__Esercizi da svolgere__.
**A)** Secondo il testo sull'edilizia sociale, di quanto sarebbero più bassi i prezzi delle case rispetto a quelli di mercato?
**B)** Elenca i soggetti che, nel testo sull'edilizia sociale, dovranno trovare localmente il 60% dei costi per gli alloggi.
**C)** Prosegui il testo sull'edilizia sociale dal punto in cui si ferma.

__Testo scelto__.
Case a prezzi accessibili per le giovani coppie

Forse qualche speranza per giovani coppie, anziani e studenti di trovare un alloggio decente a prezzo sostenibile potrebbe sorgere a breve a Napoli e in Campania.  
In un recentissimo convegno alla Fondazione Banco di Napoli, un gruppo bancario insieme ad associazioni private ha proposto la costituzione di fondi immobiliari da impiegare per costruire alloggi sociali.
Il Piano di edilizia abitativa del governo, nel quale questa iniziativa s’inserisce, sembra poter dare migliori frutti del cosi detto Piano Casa che finora non ha interessato quasi nessuno in Italia. L’ammontare dei finanziamenti pubblici del Piano di edilizia abitativa  è ancora molto esiguo (140 mln di euro),  ma le promesse  politiche di maggiori finanziamenti non mancano ( si parla di un miliardo di euro); essi andranno a coprire il 40% dei costi per gli alloggi mentre il 60% dovrà essere trovato localmente da investitori privati, Fondazioni bancarie,  Amministrazioni pubbliche,  Imprese, Enti di gestione, etc.
Il Social Housing di cui parliamo non riguarda case pubbliche  ma case private  per soggetti economicamente deboli a  prezzi calmierati.
Si parla di prezzi più bassi di circa il 30% rispetto a quelli di mercato, prezzi quindi raggiungibili da ceti medio bassi che oggi non riescono né a comprare né a fittare case dignitose.
Ma oltre i prezzi calmierati l’edilizia sociale differisce dai quartieri pubblici anche per una sua diversa filosofia, simile per certi versi a quella Ina Casa del piano Fanfani del 1949. Intanto si prevede che i progetti siano più attenti non solo alle case ma alle relazioni tra gli abitanti,
ci siano cioè strumenti per una maggiore socialità, poi  sono previste forme semiautonome di gestione degli alloggi e dei spazi sociali, inoltre le  modalità di uso degli alloggi  vengono differenziate in proprietà, riscatto e fitto, ed infine alle funzioni residenziali sono integrate servizi e commercio.

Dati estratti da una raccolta

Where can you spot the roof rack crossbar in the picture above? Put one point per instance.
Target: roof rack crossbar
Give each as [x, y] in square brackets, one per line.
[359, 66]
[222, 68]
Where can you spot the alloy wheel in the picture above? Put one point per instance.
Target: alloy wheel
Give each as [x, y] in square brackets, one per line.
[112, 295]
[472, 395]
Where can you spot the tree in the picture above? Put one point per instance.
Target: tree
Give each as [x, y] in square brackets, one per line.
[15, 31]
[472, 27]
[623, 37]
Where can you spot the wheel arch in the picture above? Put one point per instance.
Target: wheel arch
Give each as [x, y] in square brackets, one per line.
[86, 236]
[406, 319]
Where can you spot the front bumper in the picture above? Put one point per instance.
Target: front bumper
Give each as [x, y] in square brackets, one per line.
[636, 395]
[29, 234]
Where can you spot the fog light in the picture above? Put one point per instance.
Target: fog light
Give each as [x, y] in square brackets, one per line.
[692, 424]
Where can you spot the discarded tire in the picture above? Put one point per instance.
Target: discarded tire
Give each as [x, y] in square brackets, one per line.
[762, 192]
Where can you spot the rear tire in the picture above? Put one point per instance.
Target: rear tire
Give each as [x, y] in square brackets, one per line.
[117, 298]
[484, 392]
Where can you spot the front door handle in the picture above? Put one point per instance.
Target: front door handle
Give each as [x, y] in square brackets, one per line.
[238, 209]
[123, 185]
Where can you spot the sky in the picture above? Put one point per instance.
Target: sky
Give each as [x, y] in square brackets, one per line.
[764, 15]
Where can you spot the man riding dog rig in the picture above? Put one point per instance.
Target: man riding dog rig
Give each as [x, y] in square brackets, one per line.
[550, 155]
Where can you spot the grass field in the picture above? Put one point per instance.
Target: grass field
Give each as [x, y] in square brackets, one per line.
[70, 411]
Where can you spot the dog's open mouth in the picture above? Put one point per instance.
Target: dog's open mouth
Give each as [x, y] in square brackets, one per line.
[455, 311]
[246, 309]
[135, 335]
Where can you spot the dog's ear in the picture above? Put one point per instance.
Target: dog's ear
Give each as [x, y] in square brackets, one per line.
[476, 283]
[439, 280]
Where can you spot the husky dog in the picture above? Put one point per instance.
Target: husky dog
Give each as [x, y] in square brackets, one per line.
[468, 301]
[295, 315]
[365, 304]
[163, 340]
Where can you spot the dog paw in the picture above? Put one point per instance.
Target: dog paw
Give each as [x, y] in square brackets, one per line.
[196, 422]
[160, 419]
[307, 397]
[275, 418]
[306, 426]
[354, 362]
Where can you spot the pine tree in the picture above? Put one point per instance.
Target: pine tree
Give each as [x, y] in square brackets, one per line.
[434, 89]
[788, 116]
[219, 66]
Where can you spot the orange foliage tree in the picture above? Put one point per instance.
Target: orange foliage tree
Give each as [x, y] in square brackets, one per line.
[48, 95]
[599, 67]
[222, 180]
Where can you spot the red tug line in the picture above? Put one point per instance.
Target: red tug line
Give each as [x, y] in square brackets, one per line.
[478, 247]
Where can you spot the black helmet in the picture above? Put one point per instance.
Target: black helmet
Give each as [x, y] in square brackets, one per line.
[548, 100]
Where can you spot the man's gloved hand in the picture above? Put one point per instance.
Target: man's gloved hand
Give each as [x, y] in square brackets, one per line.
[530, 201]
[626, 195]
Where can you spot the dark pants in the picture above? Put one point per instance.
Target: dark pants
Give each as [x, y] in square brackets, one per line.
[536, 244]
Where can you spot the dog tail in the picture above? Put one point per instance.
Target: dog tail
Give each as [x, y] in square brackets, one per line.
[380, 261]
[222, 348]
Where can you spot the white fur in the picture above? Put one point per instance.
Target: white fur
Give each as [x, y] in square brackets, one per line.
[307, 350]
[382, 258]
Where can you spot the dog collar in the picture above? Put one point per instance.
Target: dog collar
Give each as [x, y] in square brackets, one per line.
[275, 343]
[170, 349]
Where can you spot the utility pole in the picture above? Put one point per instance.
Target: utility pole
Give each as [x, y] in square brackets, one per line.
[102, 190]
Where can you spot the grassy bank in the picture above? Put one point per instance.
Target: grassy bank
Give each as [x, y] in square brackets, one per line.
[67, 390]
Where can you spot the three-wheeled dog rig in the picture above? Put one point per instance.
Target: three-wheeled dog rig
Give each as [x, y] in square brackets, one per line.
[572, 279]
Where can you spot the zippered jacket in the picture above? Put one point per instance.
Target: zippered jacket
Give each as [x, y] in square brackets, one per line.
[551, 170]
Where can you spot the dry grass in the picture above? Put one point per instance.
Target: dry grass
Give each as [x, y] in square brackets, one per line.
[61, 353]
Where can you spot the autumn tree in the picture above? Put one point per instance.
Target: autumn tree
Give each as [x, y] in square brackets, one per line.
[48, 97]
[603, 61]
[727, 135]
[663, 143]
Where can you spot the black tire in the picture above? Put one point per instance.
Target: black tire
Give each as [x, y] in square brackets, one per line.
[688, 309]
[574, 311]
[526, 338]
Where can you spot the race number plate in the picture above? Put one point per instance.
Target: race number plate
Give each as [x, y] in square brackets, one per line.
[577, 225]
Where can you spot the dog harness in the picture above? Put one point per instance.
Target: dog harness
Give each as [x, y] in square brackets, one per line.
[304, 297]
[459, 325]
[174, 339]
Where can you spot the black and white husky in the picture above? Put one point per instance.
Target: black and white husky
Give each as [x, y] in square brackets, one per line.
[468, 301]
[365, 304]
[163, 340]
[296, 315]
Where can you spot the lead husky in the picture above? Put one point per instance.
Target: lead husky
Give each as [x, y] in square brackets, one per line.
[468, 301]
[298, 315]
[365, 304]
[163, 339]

__Risposte nell'ordine__.
**A)** Di circa il 30%.

**B)** Investitori privati, Fondazioni bancarie, Amministrazioni pubbliche, Imprese, Enti di gestione.

**C)**
Insomma è un passo avanti ed uno indietro rispetto all’edilizia pubblica tradizionale.
Avanti perché immagina quartieri più vivibili e a gestione privata integrata;  indietro perché le case sono private e dovranno rendere un tasso interessante (si parla di un +3% oltre inflazione) per invogliare investitori privati, cosa non scontata al sud a causa di perturbazioni come illegalità e abusivismo.
In fondo il successo, ovvero la quantità di alloggi sociali da mettere sul mercato,  dipende  da quanto i privati credono in questa iniziativa, considerando  l’enorme fabbisogno esistente ( solo a Napoli è stimato in oltre 50.000 alloggi che non vuol dire però 50.000 acquirenti ). Dipende   dall’ammontare degli  investimenti pubblici  e dalla  collaborazione e capacità degli Enti locali di mettere suoli,  ridurre contributi e superare le croniche difficoltà e ritardi nelle procedure e soprattutto garantire   la sicurezza dei cittadini abitanti.
Senza guardare all’Olanda dove il social housing è molto diffuso, anche da noi, pur in presenza di scarsi finanziamenti pubblici,  iniziative di una certa entità si stanno realizzando a Milano e a Parma.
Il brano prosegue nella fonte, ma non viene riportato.